---- Extracted records
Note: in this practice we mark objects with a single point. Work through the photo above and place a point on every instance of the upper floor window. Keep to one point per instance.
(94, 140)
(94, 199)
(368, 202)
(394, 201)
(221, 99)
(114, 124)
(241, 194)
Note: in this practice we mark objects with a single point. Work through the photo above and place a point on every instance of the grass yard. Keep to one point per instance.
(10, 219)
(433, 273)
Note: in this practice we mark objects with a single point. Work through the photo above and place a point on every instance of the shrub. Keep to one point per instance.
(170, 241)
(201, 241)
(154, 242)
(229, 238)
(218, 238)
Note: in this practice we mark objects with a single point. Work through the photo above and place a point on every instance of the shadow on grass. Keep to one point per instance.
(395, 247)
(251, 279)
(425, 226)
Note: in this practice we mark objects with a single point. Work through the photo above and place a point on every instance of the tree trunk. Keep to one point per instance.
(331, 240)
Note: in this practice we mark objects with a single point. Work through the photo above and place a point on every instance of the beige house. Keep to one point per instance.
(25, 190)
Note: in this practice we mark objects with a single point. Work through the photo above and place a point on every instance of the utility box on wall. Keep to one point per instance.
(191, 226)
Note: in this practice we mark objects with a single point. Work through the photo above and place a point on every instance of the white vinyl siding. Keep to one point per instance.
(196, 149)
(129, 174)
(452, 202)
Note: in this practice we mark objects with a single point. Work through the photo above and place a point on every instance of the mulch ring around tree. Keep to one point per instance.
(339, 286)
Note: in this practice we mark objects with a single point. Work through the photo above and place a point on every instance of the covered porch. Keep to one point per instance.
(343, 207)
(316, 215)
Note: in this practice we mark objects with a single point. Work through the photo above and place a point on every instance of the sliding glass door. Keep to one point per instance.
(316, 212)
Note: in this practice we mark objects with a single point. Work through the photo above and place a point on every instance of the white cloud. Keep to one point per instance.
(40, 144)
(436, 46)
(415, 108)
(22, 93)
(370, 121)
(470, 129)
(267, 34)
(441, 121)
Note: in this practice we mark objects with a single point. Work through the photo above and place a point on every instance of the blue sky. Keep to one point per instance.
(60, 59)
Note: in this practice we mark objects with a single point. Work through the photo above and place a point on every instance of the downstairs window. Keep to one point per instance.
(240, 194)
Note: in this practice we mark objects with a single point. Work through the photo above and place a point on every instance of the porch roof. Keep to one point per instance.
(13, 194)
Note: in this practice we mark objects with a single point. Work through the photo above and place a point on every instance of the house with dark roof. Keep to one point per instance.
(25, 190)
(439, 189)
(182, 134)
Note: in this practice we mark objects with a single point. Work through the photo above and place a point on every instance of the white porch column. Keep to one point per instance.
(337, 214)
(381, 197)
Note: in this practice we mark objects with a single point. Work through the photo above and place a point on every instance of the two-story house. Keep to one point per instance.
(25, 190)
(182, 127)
--------
Requirements:
The records above are to be copied in full, exactly as written.

Written answer:
Note: in this practice we mark objects with a single point. Work through the photo above and place a point on every instance of the upper floor window. Keep to one point per instance.
(94, 140)
(94, 199)
(368, 202)
(394, 201)
(221, 99)
(114, 124)
(241, 194)
Note: in this practice we mark objects with a single point. Work through the photo above and place a point on every instance of the grass yard. Keep to one point per instance.
(10, 219)
(433, 273)
Note: in this practice we mark objects with a single point. Work through the photo above and place a point on every instance of the shrub. Keep to one point per instance.
(170, 241)
(201, 241)
(154, 242)
(229, 238)
(218, 238)
Note: in this practice we mark objects with a single point. Work through the photo above and place a point on every instance of the shadow on grass. Keep to one point per instance.
(395, 247)
(251, 279)
(425, 226)
Note: in this practice we mark objects with a single point. Work through the photo above and place a point on every instance of the tree trunk. Keep to one point per instance.
(331, 240)
Note: in this practice we mark objects with a single point. Work through the photo above and place a point on every instance of the beige house. Keep to one point per instance.
(25, 190)
Note: in this practice we mark objects with a single point. Work through the photo above and place a point on every instance of the utility box on wall. Keep to one point per instance.
(191, 226)
Note: in this practice we mark objects with a single point. Work through the photo above and place a point on every instance of the white vinyl siding. Keep to one point per instance.
(196, 149)
(129, 174)
(452, 202)
Note: in this practice we mark objects with a single point. Work through the photo above and place a point on every instance of the mulch ring around tree. Keep to one point per instance.
(339, 286)
Note: in this practice we mark objects with a single point. Work through the photo above and place a point on every instance of the covered porch. Keep to one point per instance.
(343, 207)
(316, 215)
Note: in this practice we mark objects with a single point. Work through the photo above and place a point on every instance of the sliding glass door. Keep to one point per instance.
(316, 212)
Note: in this practice we mark objects with a single point. Work through the photo above and place a point on every instance of the white cloud. Keep to one point per instance.
(40, 144)
(436, 46)
(415, 108)
(22, 93)
(370, 121)
(470, 129)
(267, 34)
(441, 121)
Note: in this practice we mark objects with a single point. Work through the photo above and place a point on every instance of the blue sky. Keep to one point per instance.
(60, 59)
Note: in this practice we mark objects with a single point. Work through the photo above and place a point on every instance of the downstairs window. Keep to one point per instance.
(240, 194)
Note: in this practice we mark objects with a single point. Work through the photo above and place a point on every instance of the porch roof. Keep to one point per instance.
(13, 194)
Note: in this practice we mark objects with a single point. Work through the photo above and place a point on every instance of the house with dark roof. Keep to one point per instance.
(25, 190)
(439, 189)
(182, 134)
Note: in this practice we mark objects with a single point. Work through the photo above and place a point on every instance of the white porch column. Keep to one point per instance.
(337, 214)
(381, 197)
Note: in this practice we mark objects with a single point. Work through the photo above and place a point on every instance of the two-story house. Keep to one point per instance.
(25, 190)
(182, 127)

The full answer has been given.